- _Soal_
Jawablah pertanyaan berikut berdasarkan kutipan halaman.
1. Menurut Gerakan Jihad Islam, negara mana saja yang terutama menjadi sasaran agresi Israel?
2. Di universitas mana Sekolah Tinggi Kebijakan Publik yang menyelenggarakan konferensi itu berada?
3. Apa yang dibahas dalam konferensi tersebut?

- _Kutipan Halaman_
Aktivis Muslimah
Nuning Murniyati Ningsih
Gerakan Jihad Islam telah mengatakan bahwa agresi Israel terhadap semua negara Arab dan Islam, terutama Palestina, Lebanon, dan Suriah, dan bahwa wilayah Arab lainnya tidak akan aman dari agresi ini dan konsekuensinya (en.irna.ir/04/Mei/2025).
Dan juga Sekolah Tinggi Kebijakan Publik di Universitas Hamad Bin Khalifa (HBKU), bekerja sama dengan Universitas Islam Gaza, Universitas Fort Hare, Universitas Johannesburg, dan Universitas Glasgow, menyelenggarakan konferensi untuk membahas rekonstruksi pendidikan tinggi di Gaza. Ini akan dibangun di atas keterlibatan sebelumnya, termasuk konferensi yang diselenggarakan oleh Fobzu (Juni 2024) bekerja sama dengan Pusat Penelitian Kebijakan Publik (CPPR) di King's College London (Juni 2024) dan Universitas Glasgow (Desember 2024) (www.hbku.edu.qa).

- _Data yang Diberikan_
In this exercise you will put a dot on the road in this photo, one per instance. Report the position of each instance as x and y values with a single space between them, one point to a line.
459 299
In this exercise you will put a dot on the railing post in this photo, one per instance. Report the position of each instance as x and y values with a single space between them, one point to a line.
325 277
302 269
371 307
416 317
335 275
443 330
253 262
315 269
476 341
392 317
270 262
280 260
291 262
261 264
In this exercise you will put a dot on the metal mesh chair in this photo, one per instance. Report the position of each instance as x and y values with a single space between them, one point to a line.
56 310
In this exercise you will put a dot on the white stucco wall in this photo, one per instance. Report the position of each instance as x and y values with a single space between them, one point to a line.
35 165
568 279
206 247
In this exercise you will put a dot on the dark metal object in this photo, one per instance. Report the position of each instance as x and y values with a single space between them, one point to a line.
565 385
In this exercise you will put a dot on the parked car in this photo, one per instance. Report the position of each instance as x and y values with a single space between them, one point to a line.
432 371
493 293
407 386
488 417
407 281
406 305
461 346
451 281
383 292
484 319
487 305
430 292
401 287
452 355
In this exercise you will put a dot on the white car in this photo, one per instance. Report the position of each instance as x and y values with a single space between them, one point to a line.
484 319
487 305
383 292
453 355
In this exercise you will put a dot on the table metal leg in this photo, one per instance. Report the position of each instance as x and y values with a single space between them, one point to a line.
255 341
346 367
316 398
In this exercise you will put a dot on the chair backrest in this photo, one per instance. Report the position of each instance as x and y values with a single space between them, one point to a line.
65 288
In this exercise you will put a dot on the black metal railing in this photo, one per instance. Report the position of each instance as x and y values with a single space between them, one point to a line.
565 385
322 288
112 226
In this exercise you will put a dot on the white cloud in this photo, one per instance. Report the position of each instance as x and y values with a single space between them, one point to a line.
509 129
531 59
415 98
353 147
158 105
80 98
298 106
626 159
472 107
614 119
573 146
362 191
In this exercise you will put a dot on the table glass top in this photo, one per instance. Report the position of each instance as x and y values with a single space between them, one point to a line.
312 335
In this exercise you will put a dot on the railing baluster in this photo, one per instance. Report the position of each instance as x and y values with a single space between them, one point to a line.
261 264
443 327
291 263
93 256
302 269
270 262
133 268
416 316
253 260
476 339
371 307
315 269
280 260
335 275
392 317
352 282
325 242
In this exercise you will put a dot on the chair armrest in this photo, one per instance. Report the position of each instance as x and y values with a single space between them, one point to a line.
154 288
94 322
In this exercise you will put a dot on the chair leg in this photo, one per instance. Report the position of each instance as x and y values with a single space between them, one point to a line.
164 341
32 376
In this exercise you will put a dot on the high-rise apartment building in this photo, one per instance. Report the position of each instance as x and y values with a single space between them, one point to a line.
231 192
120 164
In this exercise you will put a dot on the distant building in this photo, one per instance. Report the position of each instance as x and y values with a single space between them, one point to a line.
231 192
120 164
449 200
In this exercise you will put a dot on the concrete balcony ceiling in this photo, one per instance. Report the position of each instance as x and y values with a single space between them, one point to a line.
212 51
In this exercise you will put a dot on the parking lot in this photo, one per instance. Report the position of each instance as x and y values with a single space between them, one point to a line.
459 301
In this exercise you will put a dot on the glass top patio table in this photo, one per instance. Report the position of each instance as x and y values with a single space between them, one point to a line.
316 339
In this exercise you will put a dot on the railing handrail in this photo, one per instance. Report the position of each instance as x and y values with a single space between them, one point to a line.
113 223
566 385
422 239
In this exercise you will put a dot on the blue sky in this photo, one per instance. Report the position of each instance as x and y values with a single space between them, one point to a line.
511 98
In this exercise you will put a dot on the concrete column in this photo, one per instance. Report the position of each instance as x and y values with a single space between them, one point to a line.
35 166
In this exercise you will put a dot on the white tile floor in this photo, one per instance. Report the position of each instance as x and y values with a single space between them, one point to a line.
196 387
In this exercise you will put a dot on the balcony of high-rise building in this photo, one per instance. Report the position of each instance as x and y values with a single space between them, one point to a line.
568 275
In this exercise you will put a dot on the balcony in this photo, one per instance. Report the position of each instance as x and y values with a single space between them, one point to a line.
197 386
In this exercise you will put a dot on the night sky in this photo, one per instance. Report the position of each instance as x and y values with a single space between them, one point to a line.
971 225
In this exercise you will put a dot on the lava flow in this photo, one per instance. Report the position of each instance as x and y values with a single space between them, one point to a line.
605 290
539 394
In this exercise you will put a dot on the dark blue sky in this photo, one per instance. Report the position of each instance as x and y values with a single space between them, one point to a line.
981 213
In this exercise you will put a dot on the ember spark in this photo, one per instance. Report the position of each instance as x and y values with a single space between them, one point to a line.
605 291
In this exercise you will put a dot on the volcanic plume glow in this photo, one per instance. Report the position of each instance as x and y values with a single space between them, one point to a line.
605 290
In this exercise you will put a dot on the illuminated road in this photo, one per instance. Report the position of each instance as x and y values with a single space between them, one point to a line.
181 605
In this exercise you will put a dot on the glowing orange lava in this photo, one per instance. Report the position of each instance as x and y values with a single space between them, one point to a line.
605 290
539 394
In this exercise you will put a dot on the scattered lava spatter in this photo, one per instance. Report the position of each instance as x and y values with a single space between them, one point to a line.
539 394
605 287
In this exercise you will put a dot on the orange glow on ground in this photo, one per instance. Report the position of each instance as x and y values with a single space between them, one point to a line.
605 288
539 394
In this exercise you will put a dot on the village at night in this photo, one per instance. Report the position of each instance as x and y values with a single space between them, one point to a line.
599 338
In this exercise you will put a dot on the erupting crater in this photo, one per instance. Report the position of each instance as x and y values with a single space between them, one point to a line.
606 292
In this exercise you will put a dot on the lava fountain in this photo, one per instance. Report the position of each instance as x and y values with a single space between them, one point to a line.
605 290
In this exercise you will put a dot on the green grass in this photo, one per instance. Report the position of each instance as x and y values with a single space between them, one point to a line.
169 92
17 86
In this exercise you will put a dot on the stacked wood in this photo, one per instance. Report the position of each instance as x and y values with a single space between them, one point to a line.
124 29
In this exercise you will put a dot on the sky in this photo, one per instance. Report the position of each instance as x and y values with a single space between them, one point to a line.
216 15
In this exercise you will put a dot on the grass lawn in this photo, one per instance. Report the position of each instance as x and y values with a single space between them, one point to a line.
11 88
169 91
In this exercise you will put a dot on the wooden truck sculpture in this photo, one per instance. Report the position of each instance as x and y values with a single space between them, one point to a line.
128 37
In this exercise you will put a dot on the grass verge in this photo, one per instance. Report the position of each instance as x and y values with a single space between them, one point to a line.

- _Kunci Jawaban_
1. Palestina, Lebanon, dan Suriah.
2. Universitas Hamad Bin Khalifa (HBKU).
3. Rekonstruksi pendidikan tinggi di Gaza.